In 2004, senatorial candidate Obama
told Cathleen Falsani of the Chicago Sun-Times [Obama:
"I Have a Deep Faith, 4/5/04]:
"'I am
a Christian… So, I have a deep faith,' Obama continues.
'I'm rooted in the Christian tradition… '"
To support those claims, he cited
his close relationship with his pastor, Rev. Wright:
"Still,
Obama is unapologetic in saying he has a 'personal
relationship with Jesus Christ.' As a sign of that
relationship, he says, he walked down the aisle of
Chicago's Trinity United Church of Christ in
response to the Rev. Jeremiah Wright's altar call one
Sunday morning about 16 years ago. …
"These
days, he says, he attends the 11 a.m. Sunday service at
Trinity in the Brainerd neighborhood every week—or at
least as many weeks as he is able. His pastor, Wright,
has become a close confidant."
So, exactly what is Obama,
religiously?
 |
No, Obama is not a Black
Muslim |
…despite his pastor's long
association with Farrakhan going back to their
1984 trip to Libya together to visit Col. Qadaffi
at the peak of the
dictator's terrorism campaign.

_WHAT YOU SHOULD DO_
List every person named in the passage about Obama's faith.

_ENTRIES PROVIDED_
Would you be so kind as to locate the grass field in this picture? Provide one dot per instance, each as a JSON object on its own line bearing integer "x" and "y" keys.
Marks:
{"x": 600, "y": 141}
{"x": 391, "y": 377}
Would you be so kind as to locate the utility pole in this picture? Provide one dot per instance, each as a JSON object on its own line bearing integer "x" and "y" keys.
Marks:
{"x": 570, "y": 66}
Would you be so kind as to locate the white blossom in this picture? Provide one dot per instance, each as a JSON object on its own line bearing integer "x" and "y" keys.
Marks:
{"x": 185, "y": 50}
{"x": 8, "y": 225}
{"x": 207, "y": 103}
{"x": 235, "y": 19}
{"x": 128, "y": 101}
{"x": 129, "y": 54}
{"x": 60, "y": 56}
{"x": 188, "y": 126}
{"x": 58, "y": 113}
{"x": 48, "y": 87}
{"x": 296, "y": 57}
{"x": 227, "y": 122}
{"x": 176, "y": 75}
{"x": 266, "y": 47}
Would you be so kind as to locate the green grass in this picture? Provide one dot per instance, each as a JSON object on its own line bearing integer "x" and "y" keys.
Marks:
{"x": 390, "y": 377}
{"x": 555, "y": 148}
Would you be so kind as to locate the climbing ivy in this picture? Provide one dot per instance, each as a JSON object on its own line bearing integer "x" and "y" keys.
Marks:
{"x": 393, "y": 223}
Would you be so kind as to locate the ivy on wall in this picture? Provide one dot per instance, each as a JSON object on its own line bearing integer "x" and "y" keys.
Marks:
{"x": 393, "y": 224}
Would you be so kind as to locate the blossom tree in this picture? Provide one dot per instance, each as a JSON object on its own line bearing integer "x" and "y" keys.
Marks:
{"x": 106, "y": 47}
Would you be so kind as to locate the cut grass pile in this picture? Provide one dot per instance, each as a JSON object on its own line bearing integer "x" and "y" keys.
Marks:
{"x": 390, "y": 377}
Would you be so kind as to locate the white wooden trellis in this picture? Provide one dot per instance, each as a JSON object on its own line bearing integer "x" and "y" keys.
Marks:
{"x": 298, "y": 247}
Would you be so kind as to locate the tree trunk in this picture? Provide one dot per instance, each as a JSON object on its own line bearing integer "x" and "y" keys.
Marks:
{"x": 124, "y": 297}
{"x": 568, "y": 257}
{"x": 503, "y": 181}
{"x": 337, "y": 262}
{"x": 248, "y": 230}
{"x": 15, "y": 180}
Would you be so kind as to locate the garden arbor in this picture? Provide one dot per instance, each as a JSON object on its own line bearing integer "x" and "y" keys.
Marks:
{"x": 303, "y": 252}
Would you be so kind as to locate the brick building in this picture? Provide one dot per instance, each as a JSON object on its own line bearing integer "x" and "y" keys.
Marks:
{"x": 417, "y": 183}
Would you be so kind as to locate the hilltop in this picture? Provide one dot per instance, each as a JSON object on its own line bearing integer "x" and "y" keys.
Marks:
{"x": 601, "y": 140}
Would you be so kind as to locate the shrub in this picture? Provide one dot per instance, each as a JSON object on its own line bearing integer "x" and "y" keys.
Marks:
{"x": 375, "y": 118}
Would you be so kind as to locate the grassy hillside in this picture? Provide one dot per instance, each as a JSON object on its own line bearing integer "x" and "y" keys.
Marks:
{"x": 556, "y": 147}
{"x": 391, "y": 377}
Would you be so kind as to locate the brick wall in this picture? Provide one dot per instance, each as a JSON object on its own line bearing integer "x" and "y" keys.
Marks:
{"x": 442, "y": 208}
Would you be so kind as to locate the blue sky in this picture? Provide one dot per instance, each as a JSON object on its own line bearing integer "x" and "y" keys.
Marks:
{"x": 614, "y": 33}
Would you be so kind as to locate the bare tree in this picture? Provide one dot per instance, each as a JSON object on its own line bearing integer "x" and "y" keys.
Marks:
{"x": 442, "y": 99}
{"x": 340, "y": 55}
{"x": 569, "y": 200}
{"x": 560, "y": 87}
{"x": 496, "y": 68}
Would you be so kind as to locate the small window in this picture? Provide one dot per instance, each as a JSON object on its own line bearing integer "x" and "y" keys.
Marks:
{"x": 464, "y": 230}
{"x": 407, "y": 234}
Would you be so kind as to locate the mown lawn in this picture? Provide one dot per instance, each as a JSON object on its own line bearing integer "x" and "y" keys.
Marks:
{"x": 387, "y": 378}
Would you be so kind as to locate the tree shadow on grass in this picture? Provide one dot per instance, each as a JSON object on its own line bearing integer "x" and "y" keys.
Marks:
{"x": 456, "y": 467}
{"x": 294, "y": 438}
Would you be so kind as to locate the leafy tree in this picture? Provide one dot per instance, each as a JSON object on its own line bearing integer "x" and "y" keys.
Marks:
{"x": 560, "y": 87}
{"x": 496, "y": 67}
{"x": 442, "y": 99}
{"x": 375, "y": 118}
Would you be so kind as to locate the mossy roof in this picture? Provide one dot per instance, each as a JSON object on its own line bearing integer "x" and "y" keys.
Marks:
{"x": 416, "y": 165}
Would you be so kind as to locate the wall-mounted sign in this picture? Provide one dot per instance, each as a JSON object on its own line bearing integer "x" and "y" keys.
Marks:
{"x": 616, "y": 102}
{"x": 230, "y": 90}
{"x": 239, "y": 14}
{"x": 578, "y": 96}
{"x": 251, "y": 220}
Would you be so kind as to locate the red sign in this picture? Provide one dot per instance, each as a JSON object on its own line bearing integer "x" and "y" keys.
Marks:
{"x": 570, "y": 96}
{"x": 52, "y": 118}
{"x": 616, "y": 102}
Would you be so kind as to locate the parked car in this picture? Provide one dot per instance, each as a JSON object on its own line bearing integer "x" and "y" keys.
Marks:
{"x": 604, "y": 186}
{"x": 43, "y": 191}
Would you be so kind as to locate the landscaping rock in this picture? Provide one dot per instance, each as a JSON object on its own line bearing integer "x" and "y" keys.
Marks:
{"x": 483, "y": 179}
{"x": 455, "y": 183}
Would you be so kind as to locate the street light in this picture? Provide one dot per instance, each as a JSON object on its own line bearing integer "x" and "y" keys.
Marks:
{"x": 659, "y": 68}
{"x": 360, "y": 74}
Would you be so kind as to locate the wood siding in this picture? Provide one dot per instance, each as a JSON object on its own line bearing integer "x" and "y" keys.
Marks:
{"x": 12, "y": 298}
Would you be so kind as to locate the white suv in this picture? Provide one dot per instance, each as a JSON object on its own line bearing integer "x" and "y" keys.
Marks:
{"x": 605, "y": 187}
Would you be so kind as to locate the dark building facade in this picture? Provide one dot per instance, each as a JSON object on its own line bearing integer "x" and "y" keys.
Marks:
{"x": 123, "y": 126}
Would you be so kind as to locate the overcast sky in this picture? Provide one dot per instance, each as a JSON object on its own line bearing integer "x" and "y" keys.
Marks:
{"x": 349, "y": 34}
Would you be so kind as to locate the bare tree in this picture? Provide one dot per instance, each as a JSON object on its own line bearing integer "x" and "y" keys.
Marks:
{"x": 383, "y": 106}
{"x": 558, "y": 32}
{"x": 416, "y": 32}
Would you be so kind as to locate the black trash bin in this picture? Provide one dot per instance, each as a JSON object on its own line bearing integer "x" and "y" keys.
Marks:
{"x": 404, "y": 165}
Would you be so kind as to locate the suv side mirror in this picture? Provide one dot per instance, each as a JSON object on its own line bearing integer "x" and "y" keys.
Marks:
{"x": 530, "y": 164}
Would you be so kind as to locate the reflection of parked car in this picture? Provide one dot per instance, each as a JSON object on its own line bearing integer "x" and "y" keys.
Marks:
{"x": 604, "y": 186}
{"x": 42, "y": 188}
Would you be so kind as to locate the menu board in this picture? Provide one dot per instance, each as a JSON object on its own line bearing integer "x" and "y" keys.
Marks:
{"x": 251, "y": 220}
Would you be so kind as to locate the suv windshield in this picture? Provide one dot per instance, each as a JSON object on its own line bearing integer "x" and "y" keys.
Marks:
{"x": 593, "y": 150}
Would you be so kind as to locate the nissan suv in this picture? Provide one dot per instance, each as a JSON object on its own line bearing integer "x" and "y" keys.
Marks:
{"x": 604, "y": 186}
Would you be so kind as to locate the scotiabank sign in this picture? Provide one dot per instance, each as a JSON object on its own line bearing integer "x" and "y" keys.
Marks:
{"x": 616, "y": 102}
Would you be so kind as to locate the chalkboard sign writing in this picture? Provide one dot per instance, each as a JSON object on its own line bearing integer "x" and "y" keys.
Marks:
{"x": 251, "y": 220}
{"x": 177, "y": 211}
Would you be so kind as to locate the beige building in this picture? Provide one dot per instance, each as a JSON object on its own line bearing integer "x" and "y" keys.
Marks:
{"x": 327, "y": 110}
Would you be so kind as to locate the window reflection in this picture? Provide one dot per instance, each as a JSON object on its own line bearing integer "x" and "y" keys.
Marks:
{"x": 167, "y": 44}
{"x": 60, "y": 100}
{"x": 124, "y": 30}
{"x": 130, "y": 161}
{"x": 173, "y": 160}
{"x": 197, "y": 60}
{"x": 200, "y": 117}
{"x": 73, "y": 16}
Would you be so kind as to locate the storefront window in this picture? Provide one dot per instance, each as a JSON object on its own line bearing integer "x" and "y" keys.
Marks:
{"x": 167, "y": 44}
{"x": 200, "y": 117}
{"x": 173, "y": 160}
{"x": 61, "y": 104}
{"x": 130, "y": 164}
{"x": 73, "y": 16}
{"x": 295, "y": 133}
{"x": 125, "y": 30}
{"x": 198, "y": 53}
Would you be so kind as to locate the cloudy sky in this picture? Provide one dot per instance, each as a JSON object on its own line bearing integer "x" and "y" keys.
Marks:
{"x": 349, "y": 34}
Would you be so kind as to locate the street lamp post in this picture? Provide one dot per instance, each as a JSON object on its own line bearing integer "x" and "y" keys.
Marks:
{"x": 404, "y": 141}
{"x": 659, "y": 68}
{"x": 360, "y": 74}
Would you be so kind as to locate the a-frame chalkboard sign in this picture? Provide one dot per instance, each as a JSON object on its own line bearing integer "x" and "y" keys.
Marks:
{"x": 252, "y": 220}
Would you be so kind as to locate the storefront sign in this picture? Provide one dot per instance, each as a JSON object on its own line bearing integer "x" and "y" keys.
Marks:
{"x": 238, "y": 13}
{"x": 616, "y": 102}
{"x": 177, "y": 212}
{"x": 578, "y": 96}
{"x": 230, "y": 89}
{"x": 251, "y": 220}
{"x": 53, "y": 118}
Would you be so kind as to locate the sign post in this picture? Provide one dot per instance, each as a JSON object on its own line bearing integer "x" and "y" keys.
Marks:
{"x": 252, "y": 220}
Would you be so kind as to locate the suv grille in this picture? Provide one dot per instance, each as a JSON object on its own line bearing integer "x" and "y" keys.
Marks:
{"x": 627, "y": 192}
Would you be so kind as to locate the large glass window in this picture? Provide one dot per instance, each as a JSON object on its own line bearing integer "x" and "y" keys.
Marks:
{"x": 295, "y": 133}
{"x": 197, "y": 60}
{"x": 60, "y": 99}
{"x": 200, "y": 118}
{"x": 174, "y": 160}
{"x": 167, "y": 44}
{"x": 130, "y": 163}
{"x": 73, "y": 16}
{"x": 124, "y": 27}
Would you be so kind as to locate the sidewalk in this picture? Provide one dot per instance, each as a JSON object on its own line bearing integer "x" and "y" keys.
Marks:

_WRITTEN SOLUTION_
Obama, Cathleen Falsani, Jesus Christ, Rev. Jeremiah Wright, Farrakhan, Col. Qadaffi